What this task involves: Duplicate the following write-up on the Microsoft MAIA 100 AI accelerator in its entirety, without altering any word or punctuation mark.

Excerpt provided:
A few months ago, Microsoft Azure had a blog post for MAIA. The company went into a lot more detail about its custom AI accelerator at Hot Chips 2024. Let us get into it.
Please excuse typos. These are being written live.
Microsoft MAIA 100 AI Accelerator for Azure
Microsoft built the MAIA 100 as a custom AI accelerator. This is specifically for running OpenAI models. It is telling that the middle point is clearly to reduce costs ( versus using NVIDIA GPUs.)
Here are the key specs. Microsoft is using TSMC CoWoS-S and it is a TSMC 5nm part. These chips also have 64GB of HBM2E. Using HBM2E means that Microsoft is not competing with NVIDIA and AMD for leading-edge HBM supply. Something surprising is that there is even a large 500MB L1/ L2 cache and the chip has 12x 400GbE network bandwidth. This is also a 700W TDP part. For inference, Microsoft uses 500W in production for each accelerator.
Here is a diagram of the tile. Each cluster has four tiles, and there are 16 clusters in each SoC. Microsoft also has image decoders as well as confidential compute capabilities.
This accelerator has a wide range of data types. So this can support 9-bit and 6-bit compute.
Here are the sixteen clusters laid out with the NOC topology.
Microsoft wants to use Ethernet-based interconnect. There is a custom RoCE-like protocol and Ethernet instead of something like InfiniBand. Microsoft is also a promoter of the Ultra Ethernet Consortium (UEC) so it makes sense this is Ethernet based.
On the software side, here is the Maia SDK.
Here is the asynchronous programming model:
Maia supports programming via Triton or the Maia API. Whereas Triton may be at a higher level, Maia gives more control.
Here is the GEMM partition and scheduling. You have to love the Excel sheets.

(Saved entries)
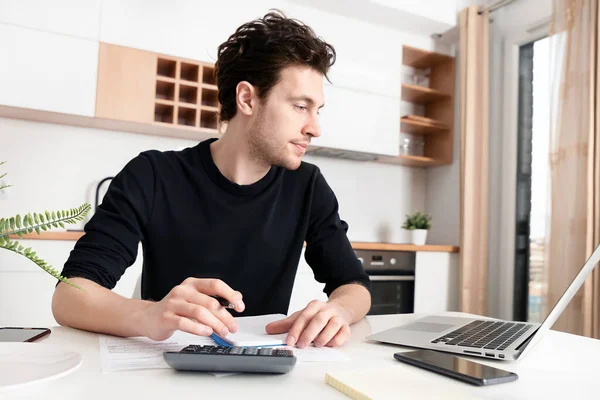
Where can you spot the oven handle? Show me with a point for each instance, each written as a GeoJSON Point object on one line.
{"type": "Point", "coordinates": [376, 278]}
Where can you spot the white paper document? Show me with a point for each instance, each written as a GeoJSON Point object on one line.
{"type": "Point", "coordinates": [252, 332]}
{"type": "Point", "coordinates": [121, 354]}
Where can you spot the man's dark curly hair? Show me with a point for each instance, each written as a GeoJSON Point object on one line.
{"type": "Point", "coordinates": [257, 52]}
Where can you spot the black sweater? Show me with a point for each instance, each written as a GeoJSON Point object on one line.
{"type": "Point", "coordinates": [194, 222]}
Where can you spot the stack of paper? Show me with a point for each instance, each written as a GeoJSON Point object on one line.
{"type": "Point", "coordinates": [120, 354]}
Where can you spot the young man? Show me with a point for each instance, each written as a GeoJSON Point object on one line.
{"type": "Point", "coordinates": [228, 217]}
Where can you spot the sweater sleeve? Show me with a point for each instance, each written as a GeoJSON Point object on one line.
{"type": "Point", "coordinates": [328, 250]}
{"type": "Point", "coordinates": [113, 234]}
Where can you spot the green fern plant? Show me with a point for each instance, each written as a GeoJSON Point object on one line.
{"type": "Point", "coordinates": [417, 220]}
{"type": "Point", "coordinates": [34, 222]}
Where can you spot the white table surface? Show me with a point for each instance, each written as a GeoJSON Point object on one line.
{"type": "Point", "coordinates": [560, 366]}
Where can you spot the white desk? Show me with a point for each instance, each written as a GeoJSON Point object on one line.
{"type": "Point", "coordinates": [560, 366]}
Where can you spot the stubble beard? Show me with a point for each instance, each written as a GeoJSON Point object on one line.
{"type": "Point", "coordinates": [265, 149]}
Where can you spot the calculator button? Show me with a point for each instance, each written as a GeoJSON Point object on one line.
{"type": "Point", "coordinates": [266, 351]}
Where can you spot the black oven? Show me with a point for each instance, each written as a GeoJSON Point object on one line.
{"type": "Point", "coordinates": [392, 275]}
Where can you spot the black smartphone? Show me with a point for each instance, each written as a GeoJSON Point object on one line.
{"type": "Point", "coordinates": [14, 334]}
{"type": "Point", "coordinates": [457, 368]}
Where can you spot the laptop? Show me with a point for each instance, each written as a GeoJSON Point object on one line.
{"type": "Point", "coordinates": [488, 338]}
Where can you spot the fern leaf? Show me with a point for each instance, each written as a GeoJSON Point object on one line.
{"type": "Point", "coordinates": [15, 247]}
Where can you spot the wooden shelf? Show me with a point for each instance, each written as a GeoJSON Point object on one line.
{"type": "Point", "coordinates": [421, 95]}
{"type": "Point", "coordinates": [420, 59]}
{"type": "Point", "coordinates": [61, 235]}
{"type": "Point", "coordinates": [403, 247]}
{"type": "Point", "coordinates": [420, 128]}
{"type": "Point", "coordinates": [75, 235]}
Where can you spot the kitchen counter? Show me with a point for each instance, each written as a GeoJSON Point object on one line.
{"type": "Point", "coordinates": [75, 235]}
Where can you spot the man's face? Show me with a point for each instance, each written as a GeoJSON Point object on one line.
{"type": "Point", "coordinates": [287, 119]}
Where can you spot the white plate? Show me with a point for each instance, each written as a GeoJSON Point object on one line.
{"type": "Point", "coordinates": [24, 363]}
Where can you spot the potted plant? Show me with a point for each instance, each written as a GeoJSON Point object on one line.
{"type": "Point", "coordinates": [418, 224]}
{"type": "Point", "coordinates": [33, 222]}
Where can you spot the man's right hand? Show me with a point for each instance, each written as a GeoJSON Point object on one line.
{"type": "Point", "coordinates": [188, 307]}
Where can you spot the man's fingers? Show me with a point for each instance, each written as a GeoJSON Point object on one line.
{"type": "Point", "coordinates": [216, 287]}
{"type": "Point", "coordinates": [341, 337]}
{"type": "Point", "coordinates": [200, 314]}
{"type": "Point", "coordinates": [333, 328]}
{"type": "Point", "coordinates": [191, 295]}
{"type": "Point", "coordinates": [302, 322]}
{"type": "Point", "coordinates": [314, 328]}
{"type": "Point", "coordinates": [281, 326]}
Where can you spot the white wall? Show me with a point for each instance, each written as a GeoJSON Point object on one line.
{"type": "Point", "coordinates": [56, 167]}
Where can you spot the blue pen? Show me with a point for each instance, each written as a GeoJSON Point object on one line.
{"type": "Point", "coordinates": [224, 302]}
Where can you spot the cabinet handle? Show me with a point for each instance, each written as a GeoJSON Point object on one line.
{"type": "Point", "coordinates": [376, 278]}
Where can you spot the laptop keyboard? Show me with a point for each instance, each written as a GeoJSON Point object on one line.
{"type": "Point", "coordinates": [484, 335]}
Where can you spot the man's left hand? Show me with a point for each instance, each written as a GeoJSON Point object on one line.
{"type": "Point", "coordinates": [324, 324]}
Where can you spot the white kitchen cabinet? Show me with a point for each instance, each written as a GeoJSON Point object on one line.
{"type": "Point", "coordinates": [69, 17]}
{"type": "Point", "coordinates": [306, 288]}
{"type": "Point", "coordinates": [359, 121]}
{"type": "Point", "coordinates": [436, 282]}
{"type": "Point", "coordinates": [360, 64]}
{"type": "Point", "coordinates": [182, 28]}
{"type": "Point", "coordinates": [47, 71]}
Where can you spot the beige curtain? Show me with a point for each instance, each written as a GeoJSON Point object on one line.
{"type": "Point", "coordinates": [573, 228]}
{"type": "Point", "coordinates": [473, 64]}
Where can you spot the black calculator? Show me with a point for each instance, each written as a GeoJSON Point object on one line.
{"type": "Point", "coordinates": [231, 359]}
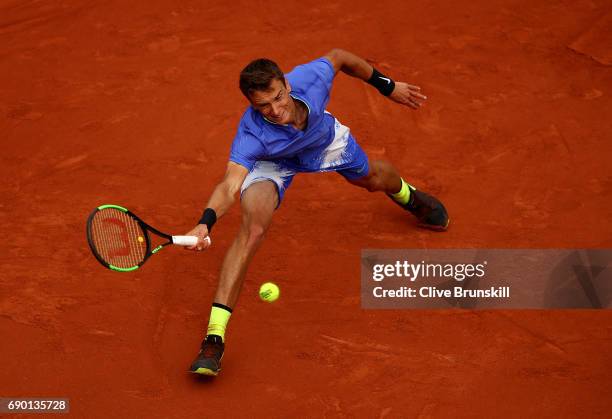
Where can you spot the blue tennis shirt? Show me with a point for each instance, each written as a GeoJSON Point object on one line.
{"type": "Point", "coordinates": [258, 139]}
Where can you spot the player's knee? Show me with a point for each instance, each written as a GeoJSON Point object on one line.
{"type": "Point", "coordinates": [255, 234]}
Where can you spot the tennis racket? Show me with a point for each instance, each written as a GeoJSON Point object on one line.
{"type": "Point", "coordinates": [123, 242]}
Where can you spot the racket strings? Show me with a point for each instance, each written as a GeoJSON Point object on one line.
{"type": "Point", "coordinates": [118, 238]}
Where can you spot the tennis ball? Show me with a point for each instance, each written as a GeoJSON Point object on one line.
{"type": "Point", "coordinates": [269, 292]}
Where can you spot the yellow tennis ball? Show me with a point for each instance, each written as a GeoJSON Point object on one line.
{"type": "Point", "coordinates": [269, 292]}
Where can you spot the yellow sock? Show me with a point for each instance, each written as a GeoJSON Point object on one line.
{"type": "Point", "coordinates": [403, 196]}
{"type": "Point", "coordinates": [219, 316]}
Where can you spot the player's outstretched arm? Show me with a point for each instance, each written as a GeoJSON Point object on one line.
{"type": "Point", "coordinates": [222, 198]}
{"type": "Point", "coordinates": [355, 66]}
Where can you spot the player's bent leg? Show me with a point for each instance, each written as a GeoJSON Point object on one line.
{"type": "Point", "coordinates": [258, 203]}
{"type": "Point", "coordinates": [428, 210]}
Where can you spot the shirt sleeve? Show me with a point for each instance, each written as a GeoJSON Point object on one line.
{"type": "Point", "coordinates": [316, 79]}
{"type": "Point", "coordinates": [246, 148]}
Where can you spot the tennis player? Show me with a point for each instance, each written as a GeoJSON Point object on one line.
{"type": "Point", "coordinates": [286, 130]}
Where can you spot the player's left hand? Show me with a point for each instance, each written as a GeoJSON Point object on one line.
{"type": "Point", "coordinates": [407, 94]}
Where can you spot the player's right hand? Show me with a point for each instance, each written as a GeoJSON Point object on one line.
{"type": "Point", "coordinates": [201, 231]}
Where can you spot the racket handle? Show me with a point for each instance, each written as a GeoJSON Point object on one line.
{"type": "Point", "coordinates": [188, 240]}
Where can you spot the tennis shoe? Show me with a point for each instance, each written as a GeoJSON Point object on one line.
{"type": "Point", "coordinates": [208, 361]}
{"type": "Point", "coordinates": [428, 210]}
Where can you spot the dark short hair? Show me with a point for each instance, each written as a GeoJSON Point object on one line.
{"type": "Point", "coordinates": [258, 75]}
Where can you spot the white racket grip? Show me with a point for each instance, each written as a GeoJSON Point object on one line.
{"type": "Point", "coordinates": [188, 240]}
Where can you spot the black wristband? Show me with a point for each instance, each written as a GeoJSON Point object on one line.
{"type": "Point", "coordinates": [384, 84]}
{"type": "Point", "coordinates": [209, 217]}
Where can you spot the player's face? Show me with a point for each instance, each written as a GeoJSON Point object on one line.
{"type": "Point", "coordinates": [275, 103]}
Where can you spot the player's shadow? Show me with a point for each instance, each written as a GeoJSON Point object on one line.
{"type": "Point", "coordinates": [202, 380]}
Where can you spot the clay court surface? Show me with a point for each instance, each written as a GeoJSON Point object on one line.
{"type": "Point", "coordinates": [136, 103]}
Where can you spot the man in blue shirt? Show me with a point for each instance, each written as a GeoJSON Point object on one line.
{"type": "Point", "coordinates": [284, 131]}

Expected answer:
A few months ago, Microsoft Azure had a blog post for MAIA. The company went into a lot more detail about its custom AI accelerator at Hot Chips 2024. Let us get into it.
Please excuse typos. These are being written live.
Microsoft MAIA 100 AI Accelerator for Azure
Microsoft built the MAIA 100 as a custom AI accelerator. This is specifically for running OpenAI models. It is telling that the middle point is clearly to reduce costs ( versus using NVIDIA GPUs.)
Here are the key specs. Microsoft is using TSMC CoWoS-S and it is a TSMC 5nm part. These chips also have 64GB of HBM2E. Using HBM2E means that Microsoft is not competing with NVIDIA and AMD for leading-edge HBM supply. Something surprising is that there is even a large 500MB L1/ L2 cache and the chip has 12x 400GbE network bandwidth. This is also a 700W TDP part. For inference, Microsoft uses 500W in production for each accelerator.
Here is a diagram of the tile. Each cluster has four tiles, and there are 16 clusters in each SoC. Microsoft also has image decoders as well as confidential compute capabilities.
This accelerator has a wide range of data types. So this can support 9-bit and 6-bit compute.
Here are the sixteen clusters laid out with the NOC topology.
Microsoft wants to use Ethernet-based interconnect. There is a custom RoCE-like protocol and Ethernet instead of something like InfiniBand. Microsoft is also a promoter of the Ultra Ethernet Consortium (UEC) so it makes sense this is Ethernet based.
On the software side, here is the Maia SDK.
Here is the asynchronous programming model:
Maia supports programming via Triton or the Maia API. Whereas Triton may be at a higher level, Maia gives more control.
Here is the GEMM partition and scheduling. You have to love the Excel sheets.